[Object location annotation data]
◇ ◇ ◇ ◇ ◇ ◇ ◇

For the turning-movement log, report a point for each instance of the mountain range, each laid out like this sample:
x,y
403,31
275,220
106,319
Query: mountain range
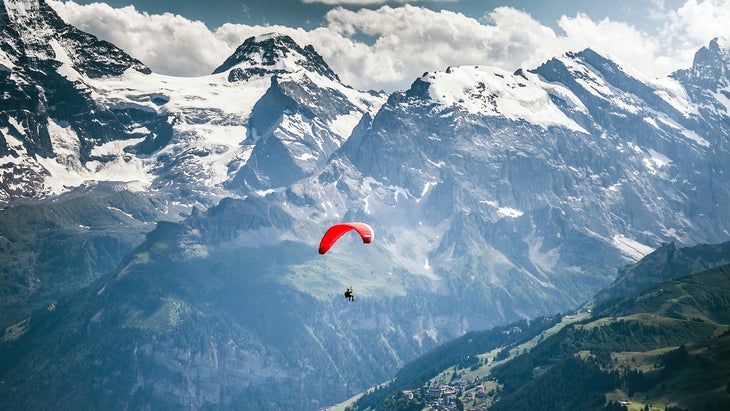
x,y
495,196
663,345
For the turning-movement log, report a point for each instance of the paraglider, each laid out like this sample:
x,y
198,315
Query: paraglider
x,y
338,230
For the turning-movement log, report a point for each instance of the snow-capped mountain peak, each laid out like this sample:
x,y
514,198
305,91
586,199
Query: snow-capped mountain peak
x,y
490,91
35,30
270,54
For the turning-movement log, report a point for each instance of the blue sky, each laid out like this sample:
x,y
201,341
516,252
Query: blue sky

◇ ◇ ◇ ◇ ◇ ◇ ◇

» **Exercise**
Reproduce all of the lines above with every "Query" swapped for "Target" and nothing else changed, leaving the pictures out.

» **Solution below**
For the turning-movement log, report a point for each instance of the mountain range, each laid out like this sample:
x,y
403,31
275,220
106,319
Target: mountain range
x,y
495,196
663,345
For the turning-movement log, report a point for each instance of the paraglider, each laid out like this sample:
x,y
198,315
Target: paraglider
x,y
338,230
For the turning-movement log, report a point for each instance of the snow-capped mountain peak, each laid out like this sample:
x,y
514,198
305,91
586,199
Target: snow-capped mountain peak
x,y
490,91
35,30
270,54
For the turning-movement log, report a point for each instance of the blue sky, each laid out like this sample:
x,y
201,341
516,252
Target: blue sky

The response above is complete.